STATED GOAL:
Repeat the data below with "keypoint" swapped for "marker" everywhere and nothing else changed. Leave the pictures out of your answer.

[Begin LISTING]

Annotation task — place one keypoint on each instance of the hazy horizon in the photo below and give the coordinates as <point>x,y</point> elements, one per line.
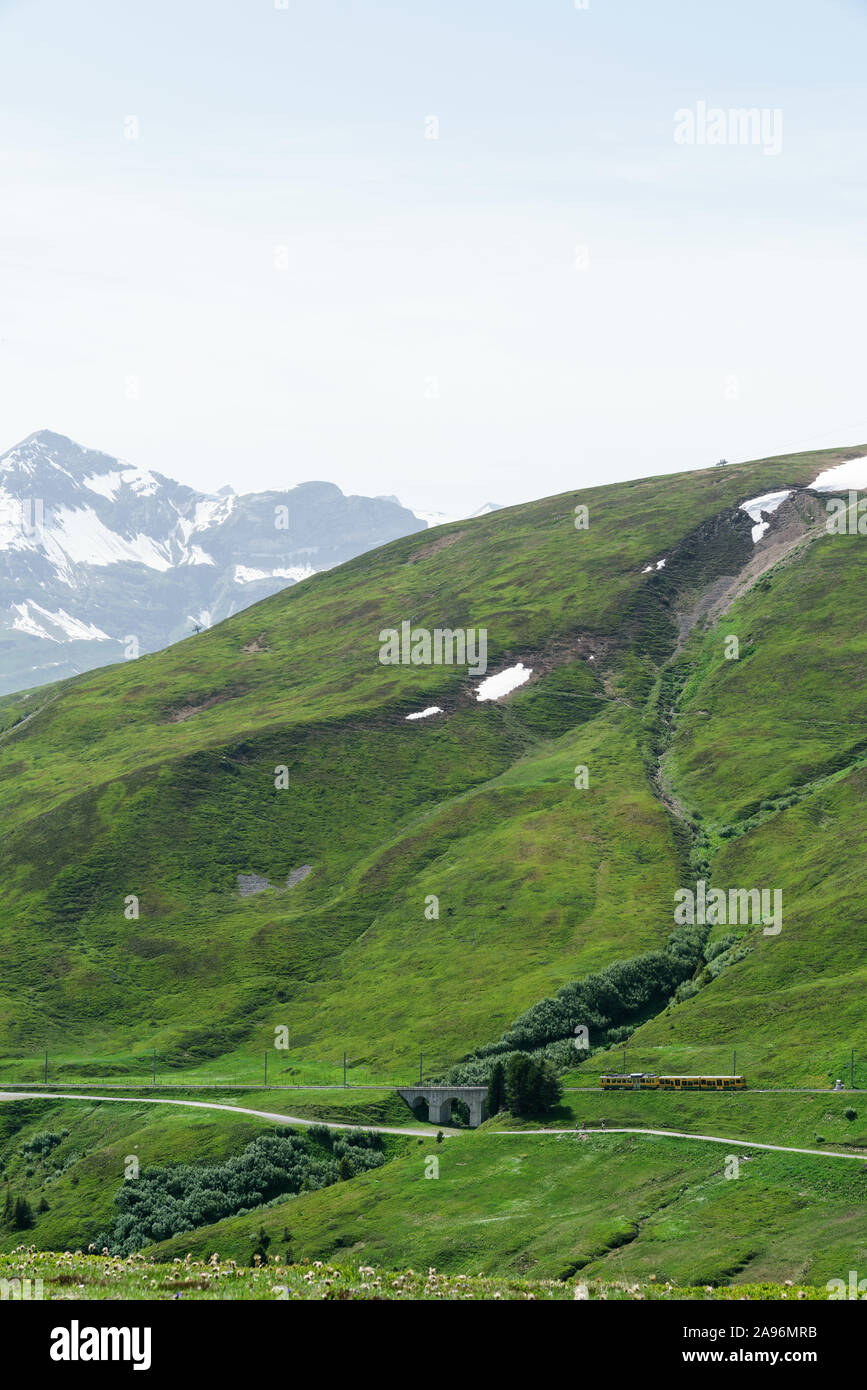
<point>450,255</point>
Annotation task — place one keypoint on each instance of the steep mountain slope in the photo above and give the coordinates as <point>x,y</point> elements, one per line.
<point>100,560</point>
<point>157,787</point>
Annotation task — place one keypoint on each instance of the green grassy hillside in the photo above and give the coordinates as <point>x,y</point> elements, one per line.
<point>156,779</point>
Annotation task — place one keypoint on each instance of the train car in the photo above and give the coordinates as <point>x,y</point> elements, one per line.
<point>650,1082</point>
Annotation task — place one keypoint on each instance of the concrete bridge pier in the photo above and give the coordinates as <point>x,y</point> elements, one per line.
<point>439,1101</point>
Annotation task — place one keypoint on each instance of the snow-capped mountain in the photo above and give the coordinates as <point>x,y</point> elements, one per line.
<point>102,560</point>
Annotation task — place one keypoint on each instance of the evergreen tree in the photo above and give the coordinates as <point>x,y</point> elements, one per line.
<point>22,1215</point>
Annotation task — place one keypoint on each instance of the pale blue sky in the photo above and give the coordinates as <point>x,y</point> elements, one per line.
<point>430,332</point>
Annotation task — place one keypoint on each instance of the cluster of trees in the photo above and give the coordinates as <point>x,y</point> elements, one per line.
<point>609,1004</point>
<point>43,1141</point>
<point>168,1200</point>
<point>524,1086</point>
<point>17,1211</point>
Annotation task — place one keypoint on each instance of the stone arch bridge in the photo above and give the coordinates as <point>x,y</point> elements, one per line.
<point>439,1101</point>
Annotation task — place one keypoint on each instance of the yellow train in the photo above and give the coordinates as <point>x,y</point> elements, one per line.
<point>650,1082</point>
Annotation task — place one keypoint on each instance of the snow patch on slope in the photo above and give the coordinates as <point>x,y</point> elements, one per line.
<point>767,502</point>
<point>851,474</point>
<point>503,683</point>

[End LISTING]

ANSWER FOR THIS EXERCISE:
Annotation task — place one marker on each instance of the hazy horizon in the photo below and give the coordinates as <point>x,y</point> elements, one per line.
<point>450,255</point>
Annotation task — place one marker on each instance of the steep mountain slope in the photo above and give the coordinates as <point>x,y</point> elements, one per line.
<point>100,560</point>
<point>157,787</point>
Annotation task — place one marker on each instance of the green grassy hillside in the photo above and give the coordinates as <point>x,y</point> elements, one per line.
<point>156,779</point>
Annotation task — place one marker on each instance of the train car in the photo above and give the coordinates as <point>x,y</point> elements, one per line.
<point>650,1082</point>
Annotation task — place one marker on each instance of the concrete bridge pier in the photo above and give the coordinates as <point>x,y</point> elements, one per line.
<point>439,1101</point>
Annotation task — place one marker on each instance of the snow-capped mountain in the photo above and give the coordinates as <point>x,y</point> elements, one per line.
<point>102,560</point>
Annotation task — place one marker on each instance of the evergreen tree in the photo above and give the coordinates as <point>x,y</point> elements, one per line.
<point>22,1215</point>
Annotation task — place one marker on each instance of the pale blue sky in the photo above and give the coordinates as <point>x,y</point> elements, one per line.
<point>430,332</point>
Annotation task — place one marker on each instance of the cluster of trees in the photo above and give the coordinates as <point>x,y</point> elements, one per line.
<point>609,1004</point>
<point>43,1141</point>
<point>168,1200</point>
<point>524,1086</point>
<point>17,1211</point>
Annotation task — place one marker on each instance of the stone arch bridge in the photo above and give the coordinates as <point>x,y</point> elements, one per line.
<point>439,1101</point>
Annotation task — place one marker on each instance of the yellow train in the photo above and give the coordinates as <point>x,y</point> elements, one per line.
<point>650,1082</point>
Annotation task — place one marker on each instance of the snow patch on slope in the photo above and give the coordinates as <point>x,y</point> elements, one per line.
<point>767,502</point>
<point>851,474</point>
<point>503,683</point>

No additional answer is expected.